■ Task details ■
Word for word, transcribe the lines below and drop the pictures.

+ + +

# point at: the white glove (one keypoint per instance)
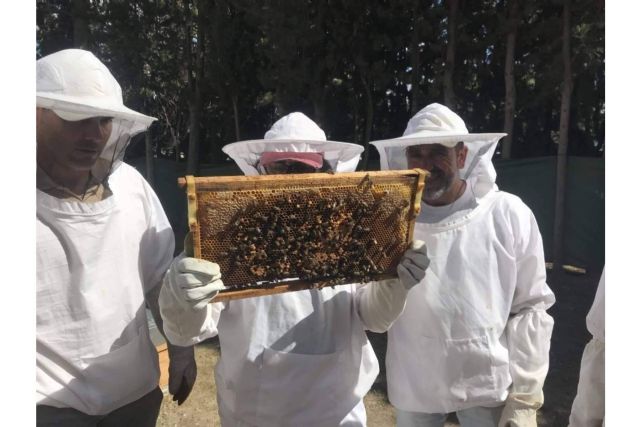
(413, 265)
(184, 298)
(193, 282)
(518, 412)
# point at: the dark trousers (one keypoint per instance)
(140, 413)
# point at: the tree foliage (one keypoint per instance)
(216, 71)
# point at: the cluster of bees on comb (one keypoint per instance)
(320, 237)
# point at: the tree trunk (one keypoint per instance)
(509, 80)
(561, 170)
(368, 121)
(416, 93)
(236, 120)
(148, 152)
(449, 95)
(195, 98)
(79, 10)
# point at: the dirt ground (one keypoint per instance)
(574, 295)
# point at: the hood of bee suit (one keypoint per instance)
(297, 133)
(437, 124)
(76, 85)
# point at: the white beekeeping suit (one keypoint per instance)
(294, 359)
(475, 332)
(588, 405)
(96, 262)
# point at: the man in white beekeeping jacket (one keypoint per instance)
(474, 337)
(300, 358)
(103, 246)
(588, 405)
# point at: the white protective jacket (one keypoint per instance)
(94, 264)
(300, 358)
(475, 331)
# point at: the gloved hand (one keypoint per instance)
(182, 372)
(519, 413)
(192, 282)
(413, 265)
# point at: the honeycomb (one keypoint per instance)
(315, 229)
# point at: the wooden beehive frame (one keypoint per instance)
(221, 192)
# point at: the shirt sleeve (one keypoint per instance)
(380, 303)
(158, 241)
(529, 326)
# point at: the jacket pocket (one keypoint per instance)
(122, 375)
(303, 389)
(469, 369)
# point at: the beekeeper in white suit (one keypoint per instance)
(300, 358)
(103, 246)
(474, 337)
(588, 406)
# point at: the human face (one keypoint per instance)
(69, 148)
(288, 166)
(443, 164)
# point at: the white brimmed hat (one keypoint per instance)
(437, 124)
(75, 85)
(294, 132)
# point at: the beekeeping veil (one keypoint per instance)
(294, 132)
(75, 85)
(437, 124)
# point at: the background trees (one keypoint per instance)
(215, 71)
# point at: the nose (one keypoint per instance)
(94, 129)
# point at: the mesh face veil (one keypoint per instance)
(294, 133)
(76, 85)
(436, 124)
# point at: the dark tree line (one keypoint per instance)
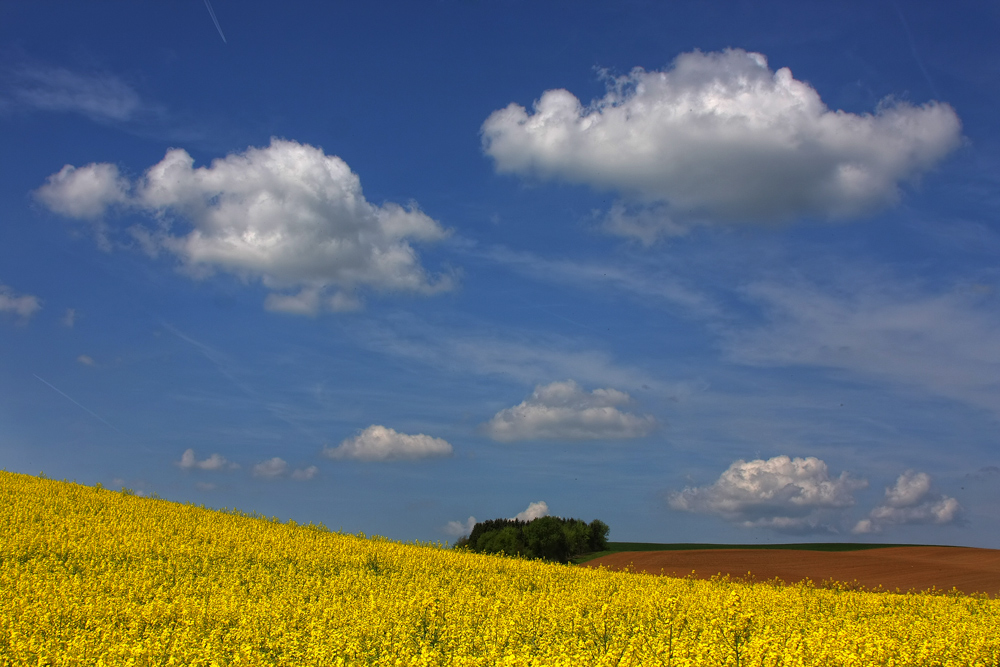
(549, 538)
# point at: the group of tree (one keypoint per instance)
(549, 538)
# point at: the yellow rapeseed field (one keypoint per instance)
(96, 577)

+ + +

■ Exercise output ■
# point at: the white glove (one keypoint per instance)
(413, 265)
(184, 298)
(193, 282)
(518, 412)
# point at: the dark trousers (one keypoint per instance)
(140, 413)
# point at: the tree foliage (one keypoint per instance)
(216, 71)
# point at: the cluster of bees on comb (one keypoint per instance)
(320, 237)
# point at: the tree trunk (one keypoint per instance)
(509, 80)
(561, 170)
(368, 121)
(416, 93)
(236, 120)
(148, 152)
(449, 95)
(195, 98)
(79, 10)
# point at: the dirt ground (one keypoint per instance)
(574, 295)
# point at: the hood of bee suit (one keypoint per instance)
(297, 133)
(437, 124)
(76, 85)
# point at: the white beekeeping suit (one keypoint per instance)
(294, 359)
(475, 332)
(588, 405)
(96, 262)
# point at: the man in white beekeeping jacket (one keypoint per instance)
(474, 337)
(300, 358)
(103, 246)
(588, 405)
# point at: the white protective jacket (one keypoint per instance)
(94, 264)
(300, 358)
(475, 331)
# point at: the gloved hand (one keypoint per instance)
(182, 372)
(519, 413)
(192, 282)
(413, 265)
# point at: the honeycomb (one keypoint per instance)
(315, 229)
# point at: the wooden beehive frame (one keypoint per instance)
(221, 192)
# point at: the shirt sleeve (one keypoint per instance)
(380, 303)
(158, 241)
(529, 326)
# point at: the jacket pocket (one keypoint per instance)
(122, 375)
(303, 389)
(469, 369)
# point at: the beekeeper in white suit (one keypoint per instance)
(300, 358)
(103, 246)
(474, 337)
(588, 406)
# point at: the human face (one keypoint per instance)
(69, 148)
(288, 166)
(443, 164)
# point at: the white brimmed hat (one keypoint per instance)
(437, 124)
(75, 85)
(294, 132)
# point at: the beekeeping veil (one keypoint per instance)
(294, 132)
(75, 85)
(437, 124)
# point at: the background trees (one keypoint per instance)
(215, 71)
# point at: the nose (one keypoint per instance)
(94, 129)
# point at: the mesh face veil (one keypoint per instance)
(294, 133)
(76, 85)
(436, 124)
# point at: the dark tree line (one keypoint per instance)
(549, 538)
# point at: the group of tree (one keypoint per instance)
(549, 538)
# point at: the yellow rapeseed field (one keypoint per instance)
(96, 577)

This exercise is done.